Collected data entries:
* * *
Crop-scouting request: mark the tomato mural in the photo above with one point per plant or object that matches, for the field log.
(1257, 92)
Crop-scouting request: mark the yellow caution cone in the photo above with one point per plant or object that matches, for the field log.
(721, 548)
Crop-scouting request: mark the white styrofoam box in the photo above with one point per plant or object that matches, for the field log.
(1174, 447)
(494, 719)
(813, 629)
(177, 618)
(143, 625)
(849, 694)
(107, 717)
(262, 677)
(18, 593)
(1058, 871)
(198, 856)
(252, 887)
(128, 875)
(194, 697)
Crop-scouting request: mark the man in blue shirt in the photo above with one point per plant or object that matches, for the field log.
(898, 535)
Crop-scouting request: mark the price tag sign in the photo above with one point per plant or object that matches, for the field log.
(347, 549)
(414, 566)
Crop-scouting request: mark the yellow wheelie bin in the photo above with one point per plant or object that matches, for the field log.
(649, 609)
* * *
The records above are to be copied out exactly, line for line.

Crop-scouting request: mark the tomato mural in the photo above with one point per plant or object that matches, for the field log.
(1257, 92)
Crop-scouting request: mark the yellow caution cone in the photo above with one point per plant or object that matches, for the field log.
(721, 548)
Crop-scouting request: mark the white styrofoam box in the photo above with one point per plant or object that matches, for the field log.
(1174, 447)
(494, 719)
(813, 629)
(177, 618)
(143, 625)
(849, 694)
(107, 717)
(262, 677)
(18, 593)
(1058, 871)
(198, 856)
(252, 887)
(128, 875)
(194, 697)
Crop-scouting request: mark the man in blue shirt in the photo above with one point per plant or object that matches, for the field log.
(898, 535)
Crop-scouting request: mark the price tag sign in the photo above with one point per plant or object that matches, for the field log.
(347, 549)
(414, 566)
Crop-scouting request: mark the yellow wheelie bin in the photo above with one point per plant or object that matches, for the field log.
(649, 609)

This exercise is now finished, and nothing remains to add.